The Fool's Charly Travers recently had the opportunity to conduct a Q&A with Paul Taylor of Taylor Investment Services. Paul is a longtime poster on the Fool's Liquid Lounge discussion board, currently posting under the name IncrementalGuy. Read on to see what Paul had to say about his investment philosophy, superior returns, and things the beginning investor should keep in mind.
Charly Travers: You've delivered a very impressive 20% annualized return net of fees since you started your firm 12 years ago. This blows the returns from the S&P out of the water. How did you do it?
Paul Taylor: First, I should point out that my returns are unaudited and that client accounts can perform better or worse than my overall returns, especially for accounts below $100,000.
Looking more closely at my returns, I've gone through three distinct periods. I underperformed from 1995 to 1998, when I had a diversified mix of funds. Then from 1999 to 2002, I significantly outperformed while the market went crazy, ignoring pedestrian companies that made lots of money in favor of new business models which had uncertain futures. When the market became rational again, the stocks in my portfolios were direct beneficiaries.
Since 2003, it's been a lot more difficult to make money. My advantage has been less clear and my returns less impressive. Private equity didn't help -- it provided a temporary pop in some investments, but more importantly, it also put a floor on many stocks. That hurt my chances for really large gains. Luckily, this appears to be changing. But even though I've averaged 20% over those 12 years, I frankly don't expect those returns to continue going forward.
Travers: What's the secret of your success?

■ **Data listing**
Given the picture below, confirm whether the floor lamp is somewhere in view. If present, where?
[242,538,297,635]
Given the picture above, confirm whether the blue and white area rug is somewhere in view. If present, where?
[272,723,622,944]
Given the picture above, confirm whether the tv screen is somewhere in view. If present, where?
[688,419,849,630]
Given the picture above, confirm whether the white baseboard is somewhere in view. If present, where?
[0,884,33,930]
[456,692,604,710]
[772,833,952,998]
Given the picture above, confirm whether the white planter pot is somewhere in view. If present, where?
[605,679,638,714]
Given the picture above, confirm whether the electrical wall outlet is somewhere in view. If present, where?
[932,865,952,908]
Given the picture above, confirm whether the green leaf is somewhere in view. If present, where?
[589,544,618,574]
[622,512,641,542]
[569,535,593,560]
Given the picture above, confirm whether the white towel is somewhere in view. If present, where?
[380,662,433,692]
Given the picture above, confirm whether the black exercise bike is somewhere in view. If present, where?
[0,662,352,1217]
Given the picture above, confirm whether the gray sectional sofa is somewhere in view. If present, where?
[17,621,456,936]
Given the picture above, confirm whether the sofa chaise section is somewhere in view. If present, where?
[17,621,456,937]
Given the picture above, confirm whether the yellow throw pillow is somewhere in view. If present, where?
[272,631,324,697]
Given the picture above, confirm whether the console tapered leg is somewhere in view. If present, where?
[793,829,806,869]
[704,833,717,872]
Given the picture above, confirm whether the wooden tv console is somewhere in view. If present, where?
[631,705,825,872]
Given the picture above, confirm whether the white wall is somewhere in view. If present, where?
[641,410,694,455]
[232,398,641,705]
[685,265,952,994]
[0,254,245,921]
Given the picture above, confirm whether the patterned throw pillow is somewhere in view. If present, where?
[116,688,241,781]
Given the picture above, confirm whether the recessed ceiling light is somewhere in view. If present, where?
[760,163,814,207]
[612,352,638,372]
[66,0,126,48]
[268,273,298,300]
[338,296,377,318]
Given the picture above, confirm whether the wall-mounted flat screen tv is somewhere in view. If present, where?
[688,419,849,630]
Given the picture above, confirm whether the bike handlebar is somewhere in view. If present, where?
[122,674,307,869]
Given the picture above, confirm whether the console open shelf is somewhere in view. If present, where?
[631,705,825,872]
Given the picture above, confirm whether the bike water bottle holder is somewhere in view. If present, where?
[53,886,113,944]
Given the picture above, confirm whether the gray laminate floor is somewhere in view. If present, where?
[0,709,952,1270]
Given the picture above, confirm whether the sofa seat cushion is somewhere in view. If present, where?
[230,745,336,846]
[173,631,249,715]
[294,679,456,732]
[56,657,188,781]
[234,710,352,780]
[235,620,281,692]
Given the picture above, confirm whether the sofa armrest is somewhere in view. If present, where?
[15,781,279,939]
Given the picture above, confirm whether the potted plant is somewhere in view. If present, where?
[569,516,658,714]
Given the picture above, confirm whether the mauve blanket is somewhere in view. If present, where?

■ **Work instructions**
• A. In the interview, what name does Paul Taylor currently post under on the Liquid Lounge discussion board?
• B. Reproduce the entries word for word, starting with the line that contains "Given the picture above, confirm whether the potted" and ending with the last line of the entries.

■ **Expected outputs**
• A. IncrementalGuy

• B.
Given the picture above, confirm whether the potted plant is somewhere in view. If present, where?
[569,516,658,714]
Given the picture above, confirm whether the mauve blanket is somewhere in view. If present, where?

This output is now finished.